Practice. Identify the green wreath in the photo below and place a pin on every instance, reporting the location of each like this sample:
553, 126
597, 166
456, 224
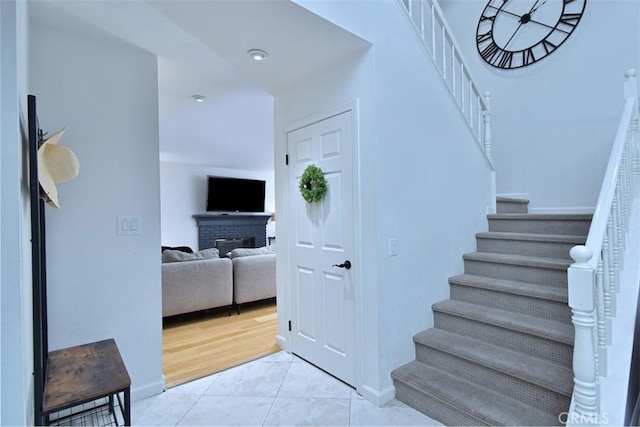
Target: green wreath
312, 185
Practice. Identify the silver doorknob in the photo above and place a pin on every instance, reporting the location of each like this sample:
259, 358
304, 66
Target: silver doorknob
346, 264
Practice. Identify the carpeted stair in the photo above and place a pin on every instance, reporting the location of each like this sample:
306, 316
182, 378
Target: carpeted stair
500, 351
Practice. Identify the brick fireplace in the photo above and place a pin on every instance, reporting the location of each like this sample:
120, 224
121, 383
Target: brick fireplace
231, 230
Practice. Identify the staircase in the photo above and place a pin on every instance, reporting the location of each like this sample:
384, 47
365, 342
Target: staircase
500, 351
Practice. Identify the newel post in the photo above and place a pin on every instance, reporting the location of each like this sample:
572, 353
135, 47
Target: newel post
582, 302
486, 116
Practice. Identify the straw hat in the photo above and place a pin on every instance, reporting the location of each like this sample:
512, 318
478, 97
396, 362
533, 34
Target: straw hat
56, 164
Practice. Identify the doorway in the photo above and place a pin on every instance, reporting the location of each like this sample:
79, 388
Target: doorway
321, 276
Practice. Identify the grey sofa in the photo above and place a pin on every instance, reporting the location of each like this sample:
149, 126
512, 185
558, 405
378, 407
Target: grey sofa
199, 284
200, 281
254, 278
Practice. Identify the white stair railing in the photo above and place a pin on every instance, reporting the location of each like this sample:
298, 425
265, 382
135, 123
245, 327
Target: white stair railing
595, 277
436, 39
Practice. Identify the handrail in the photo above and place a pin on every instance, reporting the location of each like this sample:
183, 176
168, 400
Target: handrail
594, 281
436, 39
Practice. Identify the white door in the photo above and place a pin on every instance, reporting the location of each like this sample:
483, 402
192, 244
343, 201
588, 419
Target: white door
322, 294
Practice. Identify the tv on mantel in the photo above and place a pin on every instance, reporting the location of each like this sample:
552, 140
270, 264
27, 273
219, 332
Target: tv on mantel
226, 194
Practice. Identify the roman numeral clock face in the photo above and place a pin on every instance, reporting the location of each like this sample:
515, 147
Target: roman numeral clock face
516, 33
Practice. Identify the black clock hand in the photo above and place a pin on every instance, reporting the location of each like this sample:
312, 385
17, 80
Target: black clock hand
513, 35
506, 11
534, 8
549, 26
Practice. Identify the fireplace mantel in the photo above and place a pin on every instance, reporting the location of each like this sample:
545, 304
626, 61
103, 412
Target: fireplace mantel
212, 226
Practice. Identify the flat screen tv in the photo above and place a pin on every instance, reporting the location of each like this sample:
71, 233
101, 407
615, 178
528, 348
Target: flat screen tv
234, 194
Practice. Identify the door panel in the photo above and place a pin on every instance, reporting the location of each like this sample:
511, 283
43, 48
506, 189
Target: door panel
323, 306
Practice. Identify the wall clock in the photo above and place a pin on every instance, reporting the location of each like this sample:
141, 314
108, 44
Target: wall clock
516, 33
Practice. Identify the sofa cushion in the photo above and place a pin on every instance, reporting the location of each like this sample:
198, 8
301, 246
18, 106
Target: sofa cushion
240, 252
186, 249
178, 256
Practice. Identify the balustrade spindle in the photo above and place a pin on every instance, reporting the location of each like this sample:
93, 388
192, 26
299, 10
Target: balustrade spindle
606, 288
601, 359
486, 114
444, 52
422, 34
433, 33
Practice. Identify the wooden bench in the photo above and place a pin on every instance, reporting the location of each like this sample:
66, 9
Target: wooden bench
86, 373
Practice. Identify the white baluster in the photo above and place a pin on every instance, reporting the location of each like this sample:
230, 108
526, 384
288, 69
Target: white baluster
581, 299
601, 354
606, 289
453, 71
630, 84
422, 20
433, 33
615, 213
486, 115
444, 53
613, 275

________________________

*TASK DIRECTIONS:*
Please transcribe the material above exactly as written. Leave the pictures out.

*TASK RESULT:*
Practice. Identify the green wreath in the photo below and place a pin on every instance, reporting the location of each like this sample:
553, 126
597, 166
456, 224
Target: green wreath
312, 185
Practice. Identify the silver doorknob in the photo above and place a pin on every instance, reporting the location of each like this sample:
259, 358
304, 66
Target: silver doorknob
346, 264
Practice. Identify the carpeted stair in the photo above and place a pin on every instance, reporting the location of each like this sample:
306, 316
182, 378
Target: carpeted stair
500, 351
Practice. Identify the brick fireplace in the photo above and place a pin on every instance, reporting the location of each like this sample:
120, 224
121, 383
Target: brick fireplace
231, 230
Practice. Identify the staircase in the photo above and place a pin on every instance, reporting the location of each like this sample:
384, 47
365, 342
Target: staircase
500, 351
Practice. Identify the newel post in the photo above and place a pin on every instance, reporting the location of each like this sample:
572, 353
135, 47
Target: newel post
582, 302
486, 116
Practice. Identify the straw hat in the photo above and place a pin on every instance, reporting the location of each like this sample:
512, 318
478, 97
396, 362
533, 34
Target: straw hat
56, 164
Practice. Identify the doorway in the photo above and place a pin on every instance, reporting the location of each like this sample:
79, 388
Target: doorway
321, 276
Practice. Identify the grey sofa in the photo above and place a pin on every instance, reporting the location of each like this sample:
149, 126
512, 185
558, 405
378, 407
Target: grey sofa
199, 284
200, 281
254, 278
Practice. Identify the white stair railing in the photo above and place a pin on every instance, reporting the location of each like this sample:
298, 425
265, 382
135, 123
245, 327
Target: white stair railing
595, 277
436, 39
Practice. Identify the handrail in the photo above and place a pin on every instance, reporting the location of each like this sample:
183, 176
168, 400
Target: handrail
594, 281
436, 39
Practice. Identify the white door in the photo above and place a pin on every instance, reporting the location of each like this sample:
483, 402
192, 244
343, 201
588, 419
Target: white door
322, 294
Practice. Identify the tv on mantel in the photo above and place a pin on every instance, reporting the location of each like this sample:
552, 140
270, 264
27, 273
219, 332
Target: tv on mantel
226, 194
Practice. Identify the roman numeral clock face in the photo above and place a pin on every instance, reporting the location of each like this sample:
515, 147
Target: roman numeral clock face
516, 33
Practice. Identify the black clock hand in the photo above and place a pin on every instance, reporting the location of each like this sample:
312, 385
17, 80
Target: black clock hand
513, 35
506, 11
534, 8
549, 26
Practice. Identify the fireplace mantel in the photo above and place a pin on every instance, reporting the location of each like this sample:
545, 304
626, 61
103, 412
Target: fireplace mantel
212, 226
Practice. Identify the flat screen tv in the photo above and place a pin on every instance, reporting the location of each like this sample:
71, 233
101, 407
615, 178
528, 348
Target: flat screen tv
234, 194
Practice. Identify the door panel in the photo above and place a pin on every instance, reporting the location of each like this sample:
511, 283
43, 48
506, 189
Target: door panel
323, 306
Practice. Identify the wall clock in the photo above and place a pin on every instance, reporting the location of each like this sample:
141, 314
108, 44
Target: wall clock
516, 33
Practice. Identify the sofa cushion in the photo above and place a pin on every instance, reporting the location of each like this sample:
198, 8
301, 246
18, 106
Target: sofa cushion
240, 252
186, 249
178, 256
Practice. Identify the balustrade spindle in the photo above and place a pin on every instance, reporting the location of each like this sample:
93, 388
192, 26
299, 10
Target: balustrade spindle
606, 288
601, 359
486, 114
444, 52
422, 34
433, 33
Practice. Identify the wooden bench in the photo above and place a pin on every instance, reporting the location of each like this sample:
66, 9
Target: wooden bench
86, 373
Practice. Identify the white baluster in the photo above and place a pin on every instance, reporting the location of each like this sample:
230, 108
526, 384
288, 69
Target: white baluster
581, 299
601, 354
606, 289
453, 71
630, 84
422, 20
433, 33
615, 213
486, 115
444, 53
613, 275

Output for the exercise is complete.